◆ **Task set**
**1.** Quote the sqlx post from "On top of that" to "(edited for brevity).".
**2.** In the entries, rewrite the lines from the line with "obj: stem of cilantro | fmt: x1,y1 -> x2,y2" to the line with "0,32 -> 360,442", swapping "cilantro" for "coriander" and changing nothing else. Give only those lines.

12 seconds faster? One word: dopamine.

On top of that one of my coworkers pointed out that we get most of the benefit still when doing an optimized build of just sqlx-macros a la

[profile.dev.package.sqlx-macros]
opt-level = 3

Pulchritudinous parsing

Bless you

Oh, I didn’t sneeze. It actually means beautiful

Huh. Pretty ugly looking word for beautiful

So we’re done, right? Ship it, and all that? No. We may have put a nice band-aid on things, but I’m not going to call it good here. Let’s fix-up sqlx, so that everyone can benefit from faster builds. Poking around the source for a bit we find DynQueryData::from_data_file() (edited for brevity).

// from sqlx-macros/src/query/data.rs

#[derive(serde::Deserialize)]
pub struct DynQueryData {
    #[serde(skip)]
    pub db_name: String,
    pub query: String,
    pub describe: serde_json::Value,
    #[serde(skip)]
    pub hash: String,
}

impl DynQueryData {
    /// Find and deserialize the data table for this query from a shared
    /// `sqlx-data.json` file. The expected structure is a JSON map keyed by
    /// the SHA-256 hash of queries in hex.
    pub fn from_data_file(path: &Path, query: &str) -> crate::Result<Self> {
        let this = serde_json::Deserializer::from_reader(BufReader::new(
            File::open(path).map_err(...)?
        ))
        .deserialize_map(DataFileVisitor {
            query,
            hash: hash_string(query),
        })?;

        // ...

        Ok(this)

◆ **Available records**

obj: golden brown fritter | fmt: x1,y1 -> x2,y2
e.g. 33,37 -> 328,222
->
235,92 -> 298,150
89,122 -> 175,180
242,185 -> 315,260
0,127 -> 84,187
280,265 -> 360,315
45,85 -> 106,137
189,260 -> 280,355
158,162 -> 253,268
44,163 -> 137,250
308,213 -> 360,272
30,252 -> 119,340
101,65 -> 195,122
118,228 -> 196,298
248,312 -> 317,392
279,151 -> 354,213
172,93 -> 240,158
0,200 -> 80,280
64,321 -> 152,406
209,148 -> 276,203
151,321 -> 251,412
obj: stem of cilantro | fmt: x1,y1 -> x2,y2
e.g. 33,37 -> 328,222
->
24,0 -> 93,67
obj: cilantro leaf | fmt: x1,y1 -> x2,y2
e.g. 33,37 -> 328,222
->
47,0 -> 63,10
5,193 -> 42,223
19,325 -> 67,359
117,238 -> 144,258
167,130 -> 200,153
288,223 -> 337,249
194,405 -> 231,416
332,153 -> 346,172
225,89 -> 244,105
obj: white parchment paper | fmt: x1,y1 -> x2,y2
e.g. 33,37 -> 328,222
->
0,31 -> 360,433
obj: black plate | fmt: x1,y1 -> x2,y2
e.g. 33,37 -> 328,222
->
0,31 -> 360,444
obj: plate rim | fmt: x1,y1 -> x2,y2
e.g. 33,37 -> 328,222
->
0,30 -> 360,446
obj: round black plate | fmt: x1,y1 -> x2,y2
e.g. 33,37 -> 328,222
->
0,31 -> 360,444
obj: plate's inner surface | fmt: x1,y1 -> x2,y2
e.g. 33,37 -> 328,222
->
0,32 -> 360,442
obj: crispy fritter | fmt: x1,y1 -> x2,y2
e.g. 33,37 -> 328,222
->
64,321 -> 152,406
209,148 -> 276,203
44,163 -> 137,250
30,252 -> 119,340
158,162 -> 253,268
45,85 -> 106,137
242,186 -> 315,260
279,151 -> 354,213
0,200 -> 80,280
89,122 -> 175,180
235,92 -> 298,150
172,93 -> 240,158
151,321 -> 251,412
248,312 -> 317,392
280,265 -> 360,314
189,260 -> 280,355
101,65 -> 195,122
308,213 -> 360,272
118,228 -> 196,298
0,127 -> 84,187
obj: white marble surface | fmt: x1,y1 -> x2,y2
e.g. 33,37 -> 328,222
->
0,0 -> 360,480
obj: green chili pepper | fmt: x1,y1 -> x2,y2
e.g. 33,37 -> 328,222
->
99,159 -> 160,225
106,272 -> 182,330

◆ **Final answers**
**1.**
On top of that one of my coworkers pointed out that we get most of the benefit still when doing an optimized build of just sqlx-macros a la

[profile.dev.package.sqlx-macros]
opt-level = 3

Pulchritudinous parsing

Bless you

Oh, I didn’t sneeze. It actually means beautiful

Huh. Pretty ugly looking word for beautiful

So we’re done, right? Ship it, and all that? No. We may have put a nice band-aid on things, but I’m not going to call it good here. Let’s fix-up sqlx, so that everyone can benefit from faster builds. Poking around the source for a bit we find DynQueryData::from_data_file() (edited for brevity).

**2.**
obj: stem of coriander | fmt: x1,y1 -> x2,y2
e.g. 33,37 -> 328,222
->
24,0 -> 93,67
obj: coriander leaf | fmt: x1,y1 -> x2,y2
e.g. 33,37 -> 328,222
->
47,0 -> 63,10
5,193 -> 42,223
19,325 -> 67,359
117,238 -> 144,258
167,130 -> 200,153
288,223 -> 337,249
194,405 -> 231,416
332,153 -> 346,172
225,89 -> 244,105
obj: white parchment paper | fmt: x1,y1 -> x2,y2
e.g. 33,37 -> 328,222
->
0,31 -> 360,433
obj: black plate | fmt: x1,y1 -> x2,y2
e.g. 33,37 -> 328,222
->
0,31 -> 360,444
obj: plate rim | fmt: x1,y1 -> x2,y2
e.g. 33,37 -> 328,222
->
0,30 -> 360,446
obj: round black plate | fmt: x1,y1 -> x2,y2
e.g. 33,37 -> 328,222
->
0,31 -> 360,444
obj: plate's inner surface | fmt: x1,y1 -> x2,y2
e.g. 33,37 -> 328,222
->
0,32 -> 360,442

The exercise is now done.